Rule change means that EU funding cannot go to institutions in occupied territories amid warnings all scientific cooperation could cease
Israel’s continued participation in EU research programmes has been thrown into doubt by new guidelines that aim to prevent money from the bloc going to any institutions or R&D activities in the occupied territories. At present, less than 0.5% of EU R&D funding goes beyond the green line to territories occupied by Israel following the six-day war in June 1967. However, in future, any institutions outside the 1967 border will be automatically excluded from funding, while institutions located inside the border will be asked to sign a territoriality clause.
This demand is seen in Israel as requiring institutions – including government research facilities – to make a written declaration that the occupied territories are not part of Israel. While the EU does not recognise Israel’s sovereignty over the West Bank, Gaza, East Jerusalem or the Golan Heights, this is at odds with Israeli law. Israel says it has annexed East Jerusalem and the Golan Heights, while the Gaza strip and the rest of the West Bank are referred to as ‘the territories’.
The Israeli newspaper Haaretz quoted a senior Israeli government official as saying: ‘We are not prepared to sign such an item in our contracts with the EU … The result may be termination of our entire cooperation in the areas of the economy, science, culture, sports and academia.’ Meanwhile the science and technology ministry was reported as warning that if Israel does not participate in the EU’s €70 billion (£61 billion) Horizon 2020 research programme, which gets underway in January 2014, the country’s R&D funding will be cut by 40%.
The result may be termination of our entire cooperation in the areas of the economy, science, culture, sports and academia
Israel is the only country outside Europe to be a full partner in the EU’s Framework R&D programmes. The 1584 Israeli participants in the current €50 billion Framework Programme 7 (FP7), are in line to receive €634 million. A spokeswoman for the EU’s research, innovation and science directorate, which manages FP7, says ‘some few’ organisations that are based within the internationally recognised borders of Israel but have activities in the occupied territories have received funding. ‘This concerns around 0.5% of all funding that has gone to Israel,’ she adds.
The EU guidelines do not apply to bilateral agreements between Israel and individual member states, and so have no implications for a deal between the UK and Israel, signed by foreign secretary William Hague and Israeli science minister Yaakov Peri in May, under which it was agreed to collaborate on advanced materials and nanotechnology; agri-sciences; neuroscience; space research; and regenerative medicine.

### Records provided:
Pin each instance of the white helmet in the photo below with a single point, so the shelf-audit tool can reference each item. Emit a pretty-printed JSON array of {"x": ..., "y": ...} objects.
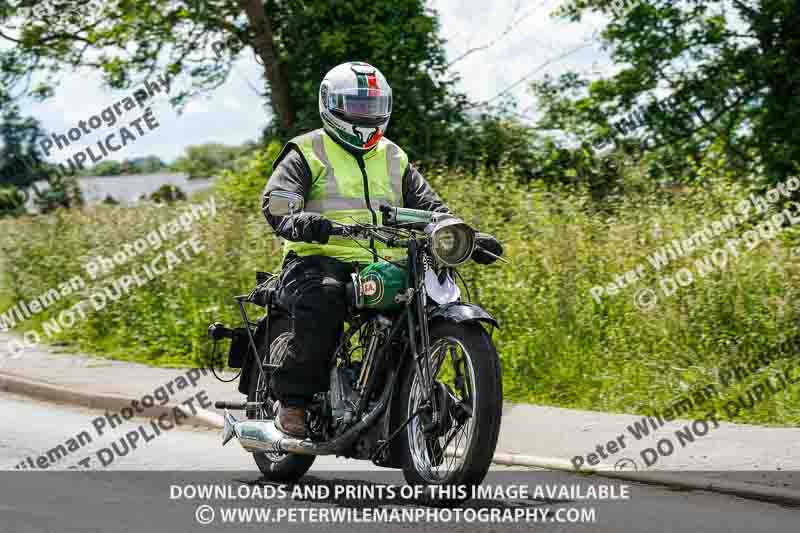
[{"x": 355, "y": 103}]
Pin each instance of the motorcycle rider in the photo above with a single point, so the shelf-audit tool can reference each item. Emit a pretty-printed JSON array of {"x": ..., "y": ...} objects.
[{"x": 344, "y": 171}]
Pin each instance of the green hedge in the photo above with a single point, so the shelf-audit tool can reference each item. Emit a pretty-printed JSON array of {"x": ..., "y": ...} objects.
[{"x": 558, "y": 345}]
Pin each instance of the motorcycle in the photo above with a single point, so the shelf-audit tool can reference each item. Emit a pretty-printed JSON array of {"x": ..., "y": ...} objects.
[{"x": 415, "y": 379}]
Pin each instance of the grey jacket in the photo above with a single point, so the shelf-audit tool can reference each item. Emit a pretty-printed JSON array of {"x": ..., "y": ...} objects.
[{"x": 291, "y": 173}]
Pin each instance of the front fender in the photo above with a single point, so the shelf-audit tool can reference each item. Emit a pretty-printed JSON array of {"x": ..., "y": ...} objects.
[{"x": 462, "y": 312}]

### Exercise prompt:
Extend the news article on Israel and EU research funding past its final paragraph. Nothing in the records is required.

### Result below:
Of the €634 million of FP7 money going to Israel, the biggest chunk – €278 million – is for Israeli recipients of European Research Council (ERC) grants, awarded to individual scientists from anywhere in the world, to carry out fundamental research in Europe. By coincidence, the latest round of ERC grants was announced on 19 July, the same day as Catherine Ashton, the EU’s foreign policy chief announced the new rules, which will prohibit the award of any grants, funding, prizes or scholarships, unless an institution signs the settlement exclusion clause.
The rules do not apply to individual students and researchers, who would continue to be eligible for scholarships awarded under the Erasmus Mundi and Marie Curie Action programmes. However, they do apply to Israeli institutes hosting scholarship recipients. In the case of Marie Curie, under FP7, Israeli organisations have received total funding of €60.5 million.
The ERC grants announced on 19 July reflect the strength of Israel’s science base, with 32 researchers receiving grants of up to €2 million each, out of a total of 287 awards. This puts Israel in third place behind the UK and Germany for the number of grants received in this sixth round of ERC awards.
Of Israel’s eight universities, an EU ban will have the most impact on Ariel University. Its location in a Jewish settlement in the West Bank automatically excludes it from applying for grants in its own name, and it will not be able to collaborate in projects led by its peers. Ariel was upgraded to a university only last year, prompting protests from the group Israeli Academics for Peace, which argues the move was part of government policy to cement the occupation, and would lead to academic boycotts and jeopardise international R&D funding.
One of the group’s leaders, Nir Gov, at the department of chemical physics at the Weizmann Institute of Science, says he supports the EU’s move. ‘I think it’s good that the EU is making the distinction between academic activity inside Israel and that which takes place in the occupied territories.’
In practice, that distinction already exists, according to a spokeswoman for the EU’s external action service, the bloc’s equivalent of a foreign ministry. The guidelines reiterate and codify a tacit understanding that the EU does not fund research in the occupied territories. ‘It brings clarity into the system,’ she says. The Delegation of the European Union to Israel went further in its statement, saying that making the rules explicit is intended to prevent an all-out boycott on scientific cooperation with Israel.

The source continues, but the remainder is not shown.